═══ Data entries ═══
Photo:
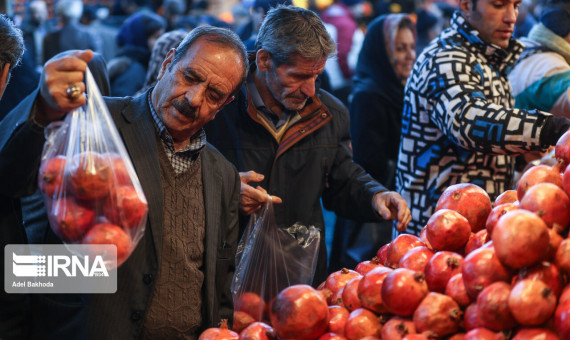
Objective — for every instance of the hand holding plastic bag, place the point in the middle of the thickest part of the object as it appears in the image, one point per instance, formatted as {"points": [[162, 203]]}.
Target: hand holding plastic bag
{"points": [[90, 188], [270, 259]]}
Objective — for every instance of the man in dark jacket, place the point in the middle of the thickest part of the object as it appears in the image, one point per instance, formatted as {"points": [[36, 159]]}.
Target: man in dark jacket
{"points": [[294, 138], [192, 193]]}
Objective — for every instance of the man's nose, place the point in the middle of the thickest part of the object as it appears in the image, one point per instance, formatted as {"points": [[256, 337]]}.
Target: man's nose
{"points": [[308, 87], [195, 95], [511, 14]]}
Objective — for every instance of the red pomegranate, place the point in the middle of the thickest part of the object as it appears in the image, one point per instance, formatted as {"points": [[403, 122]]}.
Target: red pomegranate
{"points": [[471, 317], [331, 336], [520, 238], [544, 271], [562, 320], [538, 174], [338, 279], [221, 333], [562, 148], [555, 241], [299, 312], [337, 319], [120, 172], [416, 258], [350, 298], [423, 238], [252, 304], [447, 230], [399, 247], [107, 233], [125, 207], [364, 267], [456, 290], [566, 180], [535, 334], [397, 327], [476, 241], [50, 178], [336, 298], [481, 268], [493, 307], [382, 253], [440, 268], [258, 331], [362, 323], [549, 202], [565, 296], [483, 334], [497, 212], [562, 257], [531, 302], [90, 176], [403, 290], [71, 219], [439, 314], [241, 321], [469, 200], [368, 289], [508, 196]]}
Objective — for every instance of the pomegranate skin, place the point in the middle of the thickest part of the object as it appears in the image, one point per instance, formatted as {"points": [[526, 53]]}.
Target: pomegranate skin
{"points": [[469, 200], [399, 247], [439, 314], [493, 307], [362, 323], [416, 258], [497, 212], [520, 239], [299, 312], [403, 290], [481, 268], [538, 174], [397, 327], [531, 302], [369, 287], [562, 320], [550, 202], [456, 290], [535, 334], [508, 196], [440, 268]]}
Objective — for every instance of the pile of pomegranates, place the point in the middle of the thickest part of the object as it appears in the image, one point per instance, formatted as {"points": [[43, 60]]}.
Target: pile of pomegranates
{"points": [[478, 270], [91, 199]]}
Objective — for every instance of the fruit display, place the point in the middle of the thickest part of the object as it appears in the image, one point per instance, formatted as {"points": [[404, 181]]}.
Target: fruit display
{"points": [[91, 199], [479, 270]]}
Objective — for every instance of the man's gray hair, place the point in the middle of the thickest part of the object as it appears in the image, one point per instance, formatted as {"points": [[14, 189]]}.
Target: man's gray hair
{"points": [[11, 43], [288, 31], [222, 36]]}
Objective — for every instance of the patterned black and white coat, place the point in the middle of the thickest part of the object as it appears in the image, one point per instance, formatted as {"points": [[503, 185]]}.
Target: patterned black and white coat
{"points": [[459, 124]]}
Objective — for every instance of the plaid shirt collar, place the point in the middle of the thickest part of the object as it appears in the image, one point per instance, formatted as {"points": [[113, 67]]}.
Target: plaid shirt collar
{"points": [[197, 141]]}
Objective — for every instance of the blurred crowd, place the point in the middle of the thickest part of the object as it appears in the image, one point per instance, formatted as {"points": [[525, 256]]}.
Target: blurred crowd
{"points": [[134, 37]]}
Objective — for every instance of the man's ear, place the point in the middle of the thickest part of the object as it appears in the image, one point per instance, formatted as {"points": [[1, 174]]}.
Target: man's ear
{"points": [[4, 77], [229, 100], [465, 6], [166, 62], [263, 60]]}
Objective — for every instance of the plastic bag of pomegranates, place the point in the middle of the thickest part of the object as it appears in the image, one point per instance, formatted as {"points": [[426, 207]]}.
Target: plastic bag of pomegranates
{"points": [[91, 191], [269, 259]]}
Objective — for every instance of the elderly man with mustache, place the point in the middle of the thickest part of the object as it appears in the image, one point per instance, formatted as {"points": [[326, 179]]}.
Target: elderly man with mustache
{"points": [[292, 137]]}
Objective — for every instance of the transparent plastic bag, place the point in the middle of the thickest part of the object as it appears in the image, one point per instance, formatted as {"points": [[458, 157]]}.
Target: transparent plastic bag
{"points": [[91, 191], [270, 259]]}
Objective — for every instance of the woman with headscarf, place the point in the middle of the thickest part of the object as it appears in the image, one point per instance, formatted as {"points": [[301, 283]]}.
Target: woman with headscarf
{"points": [[375, 104], [135, 39]]}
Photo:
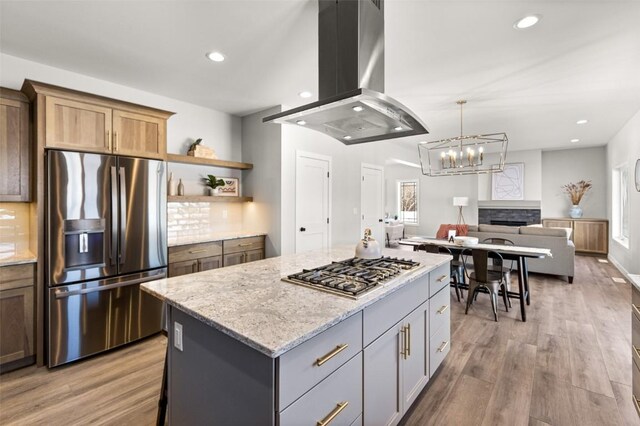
═══
[Task description]
Write out all the lines above as a numbered list, omitting any blank lines. Do not include the pictures in your answer.

[Correct response]
1. Photo:
2. Objective — for every instance of the hand holding plastic bag, place the point in the middle of the thickest part of the object as it appears in the image, one point per instance, formatted as {"points": [[162, 203]]}.
3. Target: hand holding plastic bag
4. {"points": [[90, 188], [270, 259]]}
5. Objective — for every instance of the man in dark jacket, place the point in the middle of the thickest part of the object as it appears in the image, one point per instance, formatted as {"points": [[36, 159]]}.
6. Target: man in dark jacket
7. {"points": [[294, 138], [192, 193]]}
8. Objective — for every instance of the man's nose, place the point in the middle of the thickest part of the object as it appears in the image, one point per instance, formatted as {"points": [[256, 337]]}.
9. Target: man's nose
10. {"points": [[308, 87], [195, 95], [511, 14]]}
11. Objective — for every instance of the red pomegranate, place the point in the middle of the thickest part of the object as it appears in the image, one point per instance, formatted as {"points": [[403, 122]]}.
12. Target: red pomegranate
13. {"points": [[471, 317], [331, 336], [520, 238], [544, 271], [562, 320], [538, 174], [338, 279], [221, 333], [562, 148], [555, 241], [299, 312], [337, 319], [120, 172], [416, 258], [350, 298], [423, 238], [252, 304], [447, 230], [399, 247], [107, 233], [125, 207], [364, 267], [456, 290], [566, 180], [535, 334], [397, 327], [476, 241], [50, 178], [336, 298], [481, 268], [493, 307], [382, 253], [440, 268], [258, 331], [362, 323], [549, 202], [565, 296], [483, 334], [497, 212], [562, 257], [531, 302], [90, 176], [403, 290], [71, 219], [439, 314], [241, 321], [469, 200], [368, 289], [508, 196]]}
14. Objective — for every instance of the pomegranate skin, place the point in the middle of the thickest part of the object as it appears in the image, one point per instance, formatted as {"points": [[526, 53]]}.
15. Target: pomegranate skin
16. {"points": [[469, 200], [399, 247], [439, 314], [493, 307], [362, 323], [416, 258], [497, 212], [520, 239], [299, 312], [403, 290], [481, 268], [538, 174], [397, 327], [531, 302], [369, 287], [562, 320], [550, 202], [456, 290], [535, 334], [508, 196], [440, 268]]}
17. Objective — for every instance of the pile of pomegranates, place the point in the middle of the thickest part of the object as it appears in the image, one point per instance, formatted as {"points": [[43, 60]]}.
18. Target: pile of pomegranates
19. {"points": [[478, 270], [91, 199]]}
20. Objective — for every instance of the fruit display, place the point in the middle of the thickest part of the object as it appears in the image, one point per instance, formatted as {"points": [[404, 181]]}.
21. Target: fruit display
22. {"points": [[91, 199], [479, 270]]}
23. Objective — for every instance of the man's gray hair, place the point in the middle of the thickest part of the object as it appears in the image, one point per instance, formatted as {"points": [[14, 189]]}.
24. Target: man's gray hair
25. {"points": [[11, 43], [288, 31], [222, 36]]}
26. Objective — for every instance of the patterned black and white coat, place the point in the middle of the thickest part of the object as it appears in the image, one point per instance, formatted as {"points": [[503, 185]]}.
27. Target: patterned black and white coat
28. {"points": [[459, 124]]}
29. Objective — for every instance of the plaid shirt collar, place the point in the middle of the thickest part of the object as it appears in the image, one point per instance, formatted as {"points": [[113, 67]]}.
30. Target: plaid shirt collar
31. {"points": [[197, 141]]}
32. Objective — for every instance of the blurred crowd, place the point in the middle of the thickest part of the object as it appears in the image, one point per instance, formatted as {"points": [[525, 256]]}.
33. Target: blurred crowd
34. {"points": [[134, 37]]}
35. Objective — for every instance of the man's ear, place the point in the middle of the thickest part of the object as it appears in the image, one point per instance, formatted as {"points": [[1, 174]]}.
36. Target: man's ear
37. {"points": [[4, 77], [229, 100], [465, 6], [166, 62], [263, 60]]}
38. Objective — for every instance of the plastic bag of pomegranates, place the point in the middle of the thickest part of the object as it appears in the image, one point per instance, formatted as {"points": [[426, 207]]}.
39. Target: plastic bag of pomegranates
40. {"points": [[91, 191], [269, 259]]}
41. Objective — for every instance of the elderly man with mustache, place the point in the middle of the thickest part of the object as it appears in the image, one point per instance, formatted as {"points": [[326, 179]]}.
42. Target: elderly man with mustache
43. {"points": [[292, 137]]}
44. Objective — for every instance of the transparent plastic bag, place the point in the middle of the thickest part of the object as it appears in the image, one point per instance, formatted as {"points": [[458, 157]]}.
45. Target: transparent plastic bag
46. {"points": [[91, 191], [270, 259]]}
47. Objective — for every instance of the woman with headscarf, place the point in the middle of the thickest part of the object as it appears in the image, one point per instance, formatted as {"points": [[301, 283]]}.
48. Target: woman with headscarf
49. {"points": [[375, 104], [135, 39]]}
50. Photo:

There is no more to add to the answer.